◆ YOUR INSTRUCTIONS ◆
You are asked to copy the entire listing exactly, apart from its pictures.

◆ TASK DATA ◆

= Beginning of Section =

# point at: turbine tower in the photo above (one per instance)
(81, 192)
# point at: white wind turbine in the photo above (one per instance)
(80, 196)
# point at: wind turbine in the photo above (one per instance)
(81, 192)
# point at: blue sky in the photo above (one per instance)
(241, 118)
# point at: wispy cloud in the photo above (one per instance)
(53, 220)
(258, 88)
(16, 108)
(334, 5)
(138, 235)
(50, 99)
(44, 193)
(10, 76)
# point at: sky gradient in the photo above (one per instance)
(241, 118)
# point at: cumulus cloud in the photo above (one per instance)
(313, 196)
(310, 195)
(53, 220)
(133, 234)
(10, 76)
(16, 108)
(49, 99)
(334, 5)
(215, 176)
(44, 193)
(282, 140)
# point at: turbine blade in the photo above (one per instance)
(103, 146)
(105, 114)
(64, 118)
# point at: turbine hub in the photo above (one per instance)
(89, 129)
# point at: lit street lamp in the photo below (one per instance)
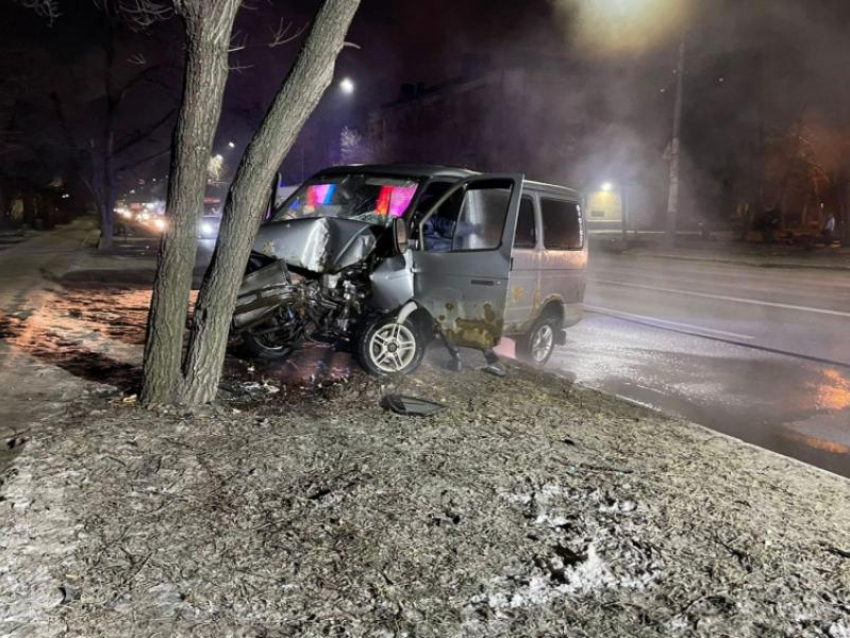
(346, 86)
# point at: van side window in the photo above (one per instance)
(561, 225)
(471, 219)
(526, 229)
(482, 218)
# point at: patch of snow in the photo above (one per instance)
(838, 630)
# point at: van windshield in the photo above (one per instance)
(373, 199)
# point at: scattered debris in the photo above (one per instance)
(496, 371)
(411, 406)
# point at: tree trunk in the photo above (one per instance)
(208, 26)
(295, 101)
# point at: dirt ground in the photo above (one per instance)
(298, 506)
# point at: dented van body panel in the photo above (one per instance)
(433, 243)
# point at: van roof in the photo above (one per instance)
(433, 170)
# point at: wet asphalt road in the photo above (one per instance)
(760, 354)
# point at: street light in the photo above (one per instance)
(619, 27)
(346, 86)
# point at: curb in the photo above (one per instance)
(743, 262)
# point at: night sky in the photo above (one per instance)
(787, 56)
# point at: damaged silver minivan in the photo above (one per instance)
(387, 258)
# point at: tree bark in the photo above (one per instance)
(246, 202)
(208, 25)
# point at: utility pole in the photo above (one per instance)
(675, 150)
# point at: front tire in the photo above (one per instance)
(271, 341)
(538, 345)
(386, 347)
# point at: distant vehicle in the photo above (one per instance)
(208, 227)
(389, 257)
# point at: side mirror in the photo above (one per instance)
(400, 236)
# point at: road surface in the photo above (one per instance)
(762, 354)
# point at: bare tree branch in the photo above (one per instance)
(143, 160)
(140, 14)
(281, 37)
(143, 134)
(47, 8)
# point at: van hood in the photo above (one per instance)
(320, 244)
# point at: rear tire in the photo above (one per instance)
(386, 347)
(538, 345)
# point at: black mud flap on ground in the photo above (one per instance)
(410, 406)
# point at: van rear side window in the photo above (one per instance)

= End of Section =

◆ SOLUTION TO THE EXERCISE ◆
# point at: turbine tower in the photo above (one per instance)
(81, 192)
# point at: white wind turbine in the photo above (one per instance)
(80, 196)
# point at: wind turbine in the photo above (one per instance)
(81, 192)
# point at: blue sky in the photo above (one per instance)
(241, 118)
# point at: wispy cloud in the photo above (one per instance)
(53, 220)
(258, 88)
(16, 108)
(334, 5)
(138, 235)
(50, 99)
(44, 193)
(10, 76)
# point at: sky gradient in the photo above (one per instance)
(241, 118)
# point at: cumulus cloud in the photo above (one per instance)
(313, 196)
(310, 195)
(53, 220)
(133, 234)
(10, 76)
(16, 108)
(49, 99)
(334, 5)
(215, 176)
(44, 193)
(282, 140)
# point at: turbine blade in the photo above (one per instance)
(103, 146)
(105, 114)
(64, 118)
# point at: turbine hub in the photo above (one per instance)
(89, 129)
# point at: lit street lamp in the photo below (one per instance)
(346, 86)
# point at: van side window in the photo above (one per instance)
(561, 225)
(471, 219)
(526, 229)
(482, 218)
# point at: patch of snow in the photo above (one per instance)
(838, 630)
# point at: van windshield in the photo above (one per instance)
(373, 199)
# point at: scattered debris in the photo above (one per instance)
(496, 371)
(411, 406)
# point at: tree trunk in the photo above (one per instance)
(208, 26)
(295, 101)
# point at: dirt ground in the photo above (one per instance)
(298, 506)
# point at: dented van body panel in the photo above (one per instance)
(433, 243)
# point at: van roof in the photo above (one per instance)
(433, 170)
# point at: wet asphalt road in the photo above (one per instance)
(760, 354)
# point at: street light in the photo above (one per instance)
(619, 27)
(346, 86)
# point at: curb in the photo above (one per instance)
(743, 262)
# point at: night sky in the photo above (one per instance)
(787, 56)
# point at: damaged silver minivan in the photo above (one per instance)
(387, 258)
# point at: tree bark in the photo above (one per instance)
(246, 202)
(208, 25)
# point at: utility pole in the photo above (one per instance)
(675, 150)
# point at: front tire in the photo above (one per instance)
(271, 341)
(538, 345)
(386, 347)
# point at: distant vehicle in the photo above (one per instance)
(208, 227)
(389, 257)
# point at: side mirror in the photo above (one per instance)
(400, 236)
# point at: road surface in the photo above (one per instance)
(762, 354)
# point at: bare tree branch in the photo above (one per instance)
(143, 160)
(140, 14)
(281, 37)
(143, 134)
(47, 8)
# point at: van hood in the photo above (one per instance)
(320, 244)
# point at: rear tire in the photo above (one per instance)
(386, 347)
(538, 345)
# point at: black mud flap on ground in the photo above (one per instance)
(410, 406)
# point at: van rear side window in the photo above (one per instance)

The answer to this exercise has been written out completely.